Head over to or to get your copy! Don’t forget to leave a review!

Thank you to everyone who’s followed me on this journey. Every view, like, and share means the world to me and I can’t wait to see where the next book, “Tales of a Faerie Knight” will take us. 🙂

Beyond the Portraits: Part 4

Here we are! The final Beyond the Portraits post! I hope you’ve enjoyed this short little series. From here on out, posts and updates are going to be mostly information about the release of “Portraits” itself. I hope you’ll stick around for them and the book itself! Thanks for reading!

Growing up I was an absolute menace with a camera. Every museum, every landscape, every EVERYTHING was captured on film. I still have an old photo album from when I was a kid and a third of those images are of random city streets. Another third are of clouds and animals. The rest are friends and family members in mid-motion. Once digital cameras came out I was even worse since I didn’t have to worry about film. Now that I have my phone with me all the time, I’m sure I can get downright insufferable at times.

* Data shown
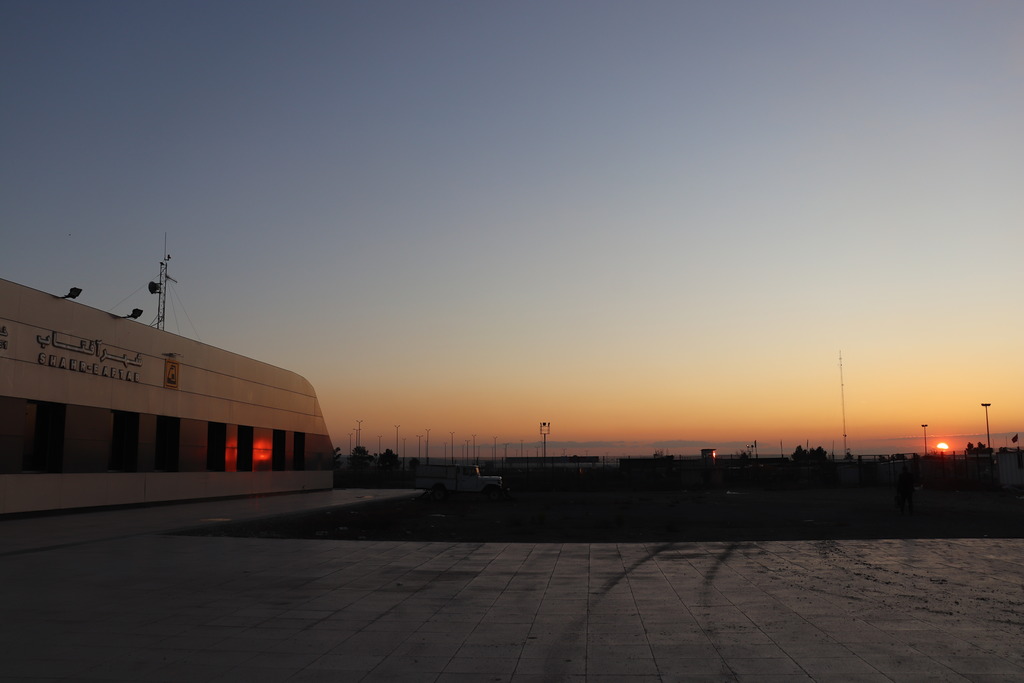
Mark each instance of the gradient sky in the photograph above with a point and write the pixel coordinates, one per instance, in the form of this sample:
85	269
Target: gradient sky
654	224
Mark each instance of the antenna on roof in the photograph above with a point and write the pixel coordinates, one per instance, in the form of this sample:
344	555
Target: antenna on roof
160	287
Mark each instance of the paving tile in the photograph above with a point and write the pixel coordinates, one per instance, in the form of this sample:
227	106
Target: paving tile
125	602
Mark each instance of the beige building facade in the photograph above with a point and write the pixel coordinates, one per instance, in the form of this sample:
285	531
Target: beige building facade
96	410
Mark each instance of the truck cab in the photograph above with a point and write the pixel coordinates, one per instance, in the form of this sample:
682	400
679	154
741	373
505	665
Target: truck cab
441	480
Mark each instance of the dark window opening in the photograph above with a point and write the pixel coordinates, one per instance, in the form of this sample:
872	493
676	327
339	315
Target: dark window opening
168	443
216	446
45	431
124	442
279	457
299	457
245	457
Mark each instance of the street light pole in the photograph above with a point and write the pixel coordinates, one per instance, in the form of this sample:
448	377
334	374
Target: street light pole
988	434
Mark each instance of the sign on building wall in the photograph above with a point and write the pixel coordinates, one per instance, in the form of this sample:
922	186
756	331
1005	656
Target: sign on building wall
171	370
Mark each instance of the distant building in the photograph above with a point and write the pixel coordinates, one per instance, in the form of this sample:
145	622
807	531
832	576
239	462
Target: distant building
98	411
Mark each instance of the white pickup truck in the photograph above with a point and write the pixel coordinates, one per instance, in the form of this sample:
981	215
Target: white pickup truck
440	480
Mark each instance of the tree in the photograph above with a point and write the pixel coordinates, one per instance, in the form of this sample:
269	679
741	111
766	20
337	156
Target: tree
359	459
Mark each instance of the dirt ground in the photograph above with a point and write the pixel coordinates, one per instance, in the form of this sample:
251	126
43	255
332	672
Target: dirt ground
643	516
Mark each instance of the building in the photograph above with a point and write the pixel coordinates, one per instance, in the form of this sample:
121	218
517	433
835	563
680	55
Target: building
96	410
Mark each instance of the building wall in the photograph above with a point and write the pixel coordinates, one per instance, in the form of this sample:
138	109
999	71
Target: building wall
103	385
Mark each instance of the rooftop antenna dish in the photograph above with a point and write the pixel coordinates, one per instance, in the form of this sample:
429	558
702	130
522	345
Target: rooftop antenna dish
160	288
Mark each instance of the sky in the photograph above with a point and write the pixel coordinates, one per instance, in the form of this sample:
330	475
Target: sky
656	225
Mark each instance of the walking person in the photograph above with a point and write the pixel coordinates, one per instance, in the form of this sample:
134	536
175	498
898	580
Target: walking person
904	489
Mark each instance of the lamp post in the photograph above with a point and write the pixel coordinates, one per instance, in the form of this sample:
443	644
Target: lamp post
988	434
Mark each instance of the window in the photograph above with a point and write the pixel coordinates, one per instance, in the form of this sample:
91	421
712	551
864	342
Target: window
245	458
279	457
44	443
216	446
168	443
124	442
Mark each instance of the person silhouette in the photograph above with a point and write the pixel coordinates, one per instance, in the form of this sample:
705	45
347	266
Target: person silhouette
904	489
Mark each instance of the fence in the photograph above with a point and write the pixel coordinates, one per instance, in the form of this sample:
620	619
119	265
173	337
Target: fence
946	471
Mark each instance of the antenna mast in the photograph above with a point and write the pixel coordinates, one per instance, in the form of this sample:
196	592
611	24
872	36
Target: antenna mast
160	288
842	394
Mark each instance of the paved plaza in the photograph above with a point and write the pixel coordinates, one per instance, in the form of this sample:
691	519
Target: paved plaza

* Challenges
- A) According to the blog post, what share of the images in the old childhood photo album show random city streets?
- B) Copy out every line of the entries that contains the word "dish".

* Answers to the exercise
- A) A third of them.

- B)
Mark each instance of the rooftop antenna dish in the photograph above with a point and write the pixel coordinates, one per instance, in the form of this sample:
Target: rooftop antenna dish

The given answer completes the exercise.